What to work on:
Return each record word for word, keeping none of its pictures.
##########
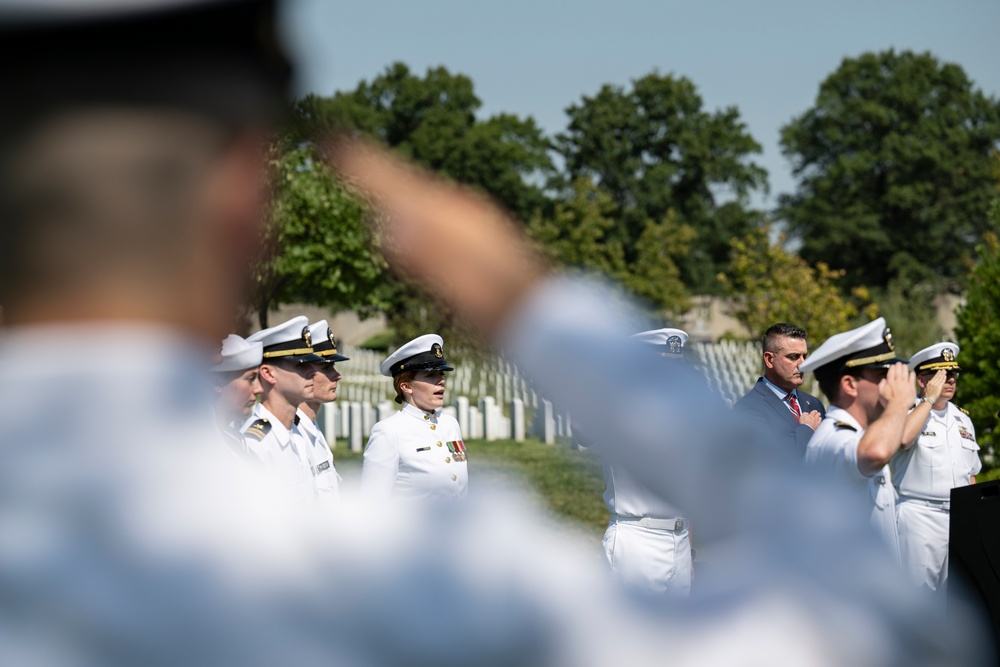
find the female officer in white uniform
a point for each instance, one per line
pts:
(418, 452)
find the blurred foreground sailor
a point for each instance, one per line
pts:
(870, 392)
(647, 543)
(325, 382)
(785, 412)
(130, 198)
(798, 581)
(235, 379)
(944, 455)
(418, 452)
(274, 430)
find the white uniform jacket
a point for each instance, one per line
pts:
(283, 452)
(415, 453)
(834, 449)
(945, 455)
(321, 464)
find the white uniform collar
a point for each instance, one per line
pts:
(841, 415)
(423, 415)
(283, 435)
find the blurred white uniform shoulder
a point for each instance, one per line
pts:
(321, 463)
(834, 449)
(282, 450)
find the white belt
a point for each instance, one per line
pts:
(936, 504)
(676, 524)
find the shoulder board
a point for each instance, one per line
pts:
(258, 430)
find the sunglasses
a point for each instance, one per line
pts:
(952, 375)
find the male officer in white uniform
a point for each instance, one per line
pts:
(870, 393)
(419, 451)
(324, 471)
(273, 430)
(647, 543)
(944, 456)
(236, 381)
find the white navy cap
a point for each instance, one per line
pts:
(669, 341)
(238, 354)
(868, 346)
(289, 341)
(324, 342)
(423, 353)
(940, 356)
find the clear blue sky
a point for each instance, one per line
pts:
(536, 57)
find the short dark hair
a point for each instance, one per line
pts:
(781, 329)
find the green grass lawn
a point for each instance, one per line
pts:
(569, 482)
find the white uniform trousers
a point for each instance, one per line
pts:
(923, 540)
(649, 555)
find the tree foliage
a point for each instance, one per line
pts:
(893, 163)
(579, 233)
(319, 247)
(978, 334)
(432, 119)
(653, 149)
(769, 284)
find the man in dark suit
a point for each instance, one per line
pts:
(776, 401)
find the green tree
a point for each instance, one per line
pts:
(432, 119)
(769, 284)
(653, 149)
(319, 248)
(579, 233)
(893, 163)
(978, 333)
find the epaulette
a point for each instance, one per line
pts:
(258, 430)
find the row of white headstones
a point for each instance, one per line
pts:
(492, 401)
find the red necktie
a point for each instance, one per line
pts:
(795, 406)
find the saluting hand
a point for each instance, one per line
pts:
(898, 387)
(936, 386)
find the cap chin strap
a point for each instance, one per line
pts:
(870, 360)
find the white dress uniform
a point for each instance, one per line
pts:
(944, 456)
(647, 544)
(284, 452)
(321, 464)
(416, 454)
(834, 449)
(121, 550)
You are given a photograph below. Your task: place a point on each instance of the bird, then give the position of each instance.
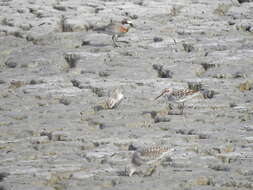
(143, 158)
(115, 97)
(116, 29)
(178, 95)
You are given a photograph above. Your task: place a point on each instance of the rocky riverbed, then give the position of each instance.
(56, 74)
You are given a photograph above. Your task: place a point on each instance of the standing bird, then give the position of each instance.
(117, 29)
(178, 96)
(115, 97)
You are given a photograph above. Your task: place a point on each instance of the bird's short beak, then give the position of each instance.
(131, 24)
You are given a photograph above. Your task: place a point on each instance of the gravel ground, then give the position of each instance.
(56, 73)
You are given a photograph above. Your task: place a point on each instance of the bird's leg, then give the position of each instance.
(182, 108)
(115, 39)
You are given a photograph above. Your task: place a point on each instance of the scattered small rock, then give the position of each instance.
(16, 84)
(203, 180)
(245, 1)
(157, 39)
(103, 74)
(131, 147)
(239, 75)
(72, 59)
(98, 91)
(85, 43)
(3, 175)
(162, 73)
(219, 167)
(60, 7)
(11, 63)
(98, 108)
(188, 47)
(245, 86)
(159, 119)
(77, 83)
(34, 82)
(196, 86)
(60, 136)
(208, 94)
(64, 101)
(207, 66)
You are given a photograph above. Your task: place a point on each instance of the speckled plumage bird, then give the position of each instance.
(116, 29)
(178, 95)
(115, 97)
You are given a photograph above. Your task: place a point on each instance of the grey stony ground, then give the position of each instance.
(55, 71)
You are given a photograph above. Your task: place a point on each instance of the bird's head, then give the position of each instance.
##########
Result for this exercise:
find the female officer in white uniform
a point for each instance, one per line
pts:
(418, 452)
find the blurred foreground sailor
a point for each instance, one per line
pts:
(870, 392)
(647, 543)
(325, 382)
(785, 412)
(130, 198)
(798, 581)
(235, 379)
(944, 455)
(418, 452)
(274, 430)
find the white uniform jacket
a point for each instance, one per line
pts:
(283, 452)
(415, 453)
(834, 449)
(945, 455)
(321, 464)
find the white uniform collar
a point for each instance, one per line
pts:
(841, 415)
(423, 415)
(283, 435)
find the blurred white uniform shoulder
a point for each instance, one per line
pts:
(321, 463)
(834, 449)
(282, 450)
find the white belt
a point for each instance, one per line
pts:
(936, 504)
(676, 524)
find the shoulder board
a point for each instance, one per line
pts:
(258, 430)
find the sunglasses
a point for each instance, one per line
pts:
(952, 375)
find the male officer in white uniform
a point for each instance, one per line
pts:
(870, 393)
(419, 451)
(324, 471)
(273, 430)
(647, 543)
(944, 456)
(236, 381)
find the white navy cap
a point for each instance, one per line
pts:
(669, 341)
(238, 354)
(868, 346)
(289, 341)
(324, 342)
(423, 353)
(940, 356)
find the clear blue sky
a point for each instance, one per line
pts:
(536, 57)
find the short dark hair
a point for each instance, one per line
pts:
(781, 329)
find the green grass lawn
a point for each instance, one per line
pts:
(569, 482)
find the white uniform trousers
a point for each instance, one per line
pts:
(923, 540)
(649, 555)
find the tree foliage
a point for each instance, one per line
pts:
(893, 163)
(579, 233)
(319, 247)
(978, 334)
(432, 119)
(653, 149)
(769, 284)
find the man in dark suit
a point for each instance, one per line
pts:
(776, 401)
find the green tree
a point for each instance, one per line
pts:
(432, 119)
(769, 284)
(653, 149)
(319, 248)
(579, 233)
(893, 163)
(978, 333)
find the epaulette
a point for each instance, one per line
pts:
(258, 430)
find the row of white headstones
a point for each instance, one per line
pts:
(492, 401)
find the red necktie
a point for each instance, one per line
pts:
(795, 406)
find the saluting hand
a point for each instance, one per line
pts:
(898, 387)
(936, 386)
find the cap chin strap
a point for each instance, one per line
pts:
(870, 360)
find the white dress uniform
a point for each instance, one per line
pts:
(944, 456)
(647, 544)
(284, 452)
(321, 464)
(416, 454)
(834, 449)
(121, 550)
You are given a photograph below. Your task: place a point on each instance of the bird, then give the position of each instance.
(143, 158)
(115, 97)
(116, 29)
(178, 95)
You are given a photograph above. Your task: place a point on each instance of the rocky riverbed, then give the position of each instance.
(56, 74)
You are given a photograph above. Your task: place a point on each instance of the standing bird, then give the position of each instance.
(117, 29)
(178, 96)
(115, 97)
You are given a photograph above. Your task: place a point on each instance of the bird's short beak, then give the position of each instance.
(131, 24)
You are given a photograph above. Your task: place a point on each instance of the gravel ground, then give the position of each instance.
(56, 73)
You are given a photograph above. Your task: place a point on each instance of the bird's leg, then give the position of each instance.
(182, 108)
(115, 39)
You are given a photograph above. Your task: place a point on each instance of the scattered small rock, then give the position of each instance.
(16, 84)
(203, 180)
(245, 1)
(157, 39)
(103, 74)
(131, 147)
(239, 75)
(72, 59)
(98, 91)
(85, 43)
(3, 175)
(162, 73)
(219, 167)
(60, 7)
(11, 63)
(98, 108)
(188, 47)
(245, 86)
(159, 119)
(77, 83)
(34, 82)
(196, 86)
(60, 136)
(208, 94)
(64, 101)
(207, 66)
You are given a photograph above. Your task: place a point on each instance of the speckled plumage bird, then give the position of each instance.
(116, 29)
(178, 95)
(115, 97)
You are given a photograph above. Your task: place a point on each instance of the grey stony ground, then give the position of each instance.
(55, 71)
You are given a photograph above. Your task: place a point on each instance of the bird's head, then give the position of each instance.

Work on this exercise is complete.